What the exercise asks:
Please reproduce each of the items below word for word, keeping every line in its original order.

Point annotation dataset records:
---*---
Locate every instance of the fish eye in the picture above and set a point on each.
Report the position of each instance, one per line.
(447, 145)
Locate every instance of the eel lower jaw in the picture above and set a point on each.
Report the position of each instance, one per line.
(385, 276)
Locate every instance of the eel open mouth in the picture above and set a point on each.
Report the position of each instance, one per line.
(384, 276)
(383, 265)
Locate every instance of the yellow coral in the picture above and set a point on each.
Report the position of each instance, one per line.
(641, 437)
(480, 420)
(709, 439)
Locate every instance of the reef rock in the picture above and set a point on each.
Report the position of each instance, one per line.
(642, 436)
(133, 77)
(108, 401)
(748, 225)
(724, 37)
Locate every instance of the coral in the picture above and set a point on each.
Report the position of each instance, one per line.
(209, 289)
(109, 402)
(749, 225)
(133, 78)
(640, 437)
---*---
Exercise answer:
Locate every instance of the fish eye in the picture above and set a point on each.
Report the position of each instance, one per line.
(447, 145)
Locate every instance of the eel lower jaw in the picture above and set a point on each.
Report the position of each instance, one per line.
(385, 276)
Locate every instance of the eel open mouth in the picture above and set a point on each.
Report the position of each instance, one per line.
(384, 276)
(383, 265)
Locate every instance of the yellow coral in the picture above and set a point on each.
Report the position of each instance, one per line.
(641, 437)
(480, 420)
(709, 439)
Locate every instance of the reef rock in the picture above and set a point on each.
Report the position of each instance, one per line.
(642, 436)
(133, 77)
(108, 401)
(748, 225)
(724, 37)
Locate every instance of the coral in the picture above and set a point on each.
Report the position of each instance, one per line.
(209, 289)
(109, 402)
(749, 225)
(133, 78)
(640, 437)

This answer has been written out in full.